***** Extract

There’s a strong connection between detoxifying religion and spirituality, and detoxifying our planet.  Which sounds like a much more interesting project than defending anything or trying to prove that something is actually less harmful than one has experienced it to be. 

And if you’re tuning in to this worship service, I’m guessing you haven’t quite given up on the soil underneath your feet.  The soil underneath our feet.  We the children of the Christian faith, the children of the Bible, the children of Menno.  Who perhaps, without yet quite naming the hope we have, still have hope that this ground has more resilience than we give it credit for.   Able to sustain a far wider range of life than we previously imagined.

And so as we approach Earth Day and join in this global reconsideration of our relationship with the water and ground, let’s consider how our faith lineage can serve as its own kind of grounding and rooting and flowering, and all those organic metaphors that evoke life and health and flourishing.

If, as John enthusiastically proclaims, we are indeed children of God, what might that say about our relationship with the rest of creation?  Rather than seeing the world just as a set of overwhelming problems to be solved, perhaps we could start by seeing it as a home full of our long lost siblings.  Siblings we’ve lost touch with over time.  Siblings we’ve forgotten to call or listen to.  Siblings so long apart we’ve forgotten their names.  Each one also a child of the Creator.

This is not even a particularly new idea.  Francis of Assisi is a good guide for honoring, in his words, brother sun and sister moon, brother wind and sister water, brother fire, sister mother earth.

**********
***** Data segment

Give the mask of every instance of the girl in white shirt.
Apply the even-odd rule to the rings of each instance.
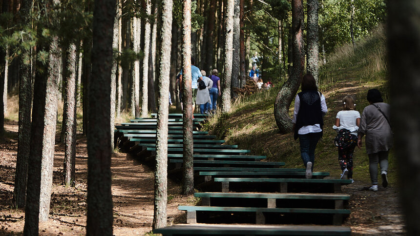
[[[349,130],[351,134],[352,145],[341,149],[338,147],[338,161],[343,173],[341,179],[353,179],[353,153],[357,140],[357,131],[360,122],[360,114],[355,110],[355,101],[350,96],[343,98],[343,110],[337,113],[336,124],[333,128],[338,133],[343,129]]]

**********

*Requirements*.
[1] Whom does the Earth Day sermon name as a good guide for honoring brother sun and sister moon?
[2] Carry the Earth Day sermon forward from its last sentence.
The lines are separate material from the sermon.

*Task-by-task answers*.
[1] Francis of Assisi.

[2]
With us in the mix, God, it seems, has a rather a dysfunctional family.  But perhaps they will receive back this prodigal child if we learn to find our place in the family of things.

And no matter what we believe or can’t quite bring ourselves to believe about resurrection, let’s claim a treasure it offers regarding our relationship with the earth, and with ourselves.  At the center of our tradition, contained within these resurrection stories, is a resounding affirmation of the body.  Not a spirit or ghost or idea and abstract possibility, but a body.  A body that eats and drinks.  A body that can be wounded, and be restored.  A body that can be touched and seen.  A body that brings the presence of peace.  In celebrating the Divine life in Jesus, we celebrate the divine in all bodies – our own and all our siblings. 

The disciples are never quite sure what to do with resurrection, which is a pretty good way to live:  Startled and a bit terrified, somewhere between disbelief and ecstatic joy, pretty sure that whatever this is it will effect everything from here on out.  If nothing else, letting the words “Peace be with you” detoxify all the harm we have internalize and inflicted. 

(1) The Jewish Annotated New Testament, 2011, p. 150.